Look through the entries below and extract exactly the lines from the one containing "Please mark the dense" through the one containing "Please mark the woman's", ends included.

Dataset content:
□ □ □

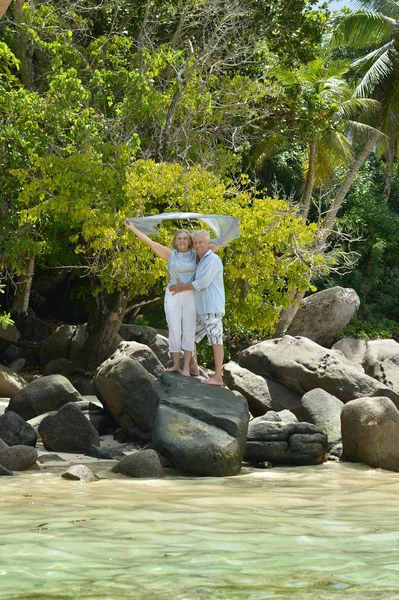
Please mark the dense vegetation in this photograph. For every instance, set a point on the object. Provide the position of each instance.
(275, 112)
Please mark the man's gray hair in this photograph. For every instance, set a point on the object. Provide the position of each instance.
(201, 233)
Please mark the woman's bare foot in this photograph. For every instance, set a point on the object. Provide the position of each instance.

□ □ □

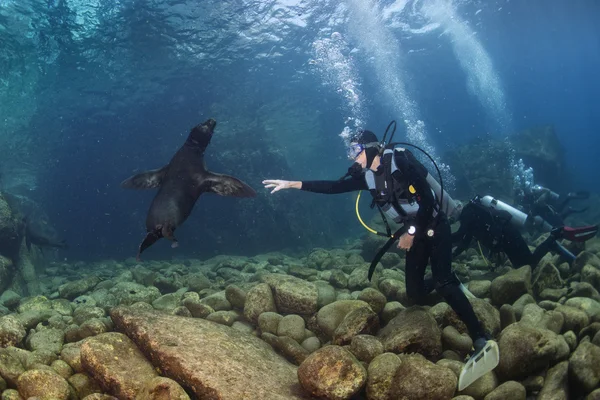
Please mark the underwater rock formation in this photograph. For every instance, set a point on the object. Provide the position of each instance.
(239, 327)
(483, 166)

□ □ □

Answer:
Please mark the dense vegetation in this photograph. For every instance, set a point on the object. Provide the position of each instance.
(275, 112)
Please mark the man's gray hair in this photograph. For every instance, set a point on the object. Provide the position of each instance.
(201, 233)
Please mark the woman's bare foot in this photograph. For every instance, set a point on the object. Provide the position of each instance.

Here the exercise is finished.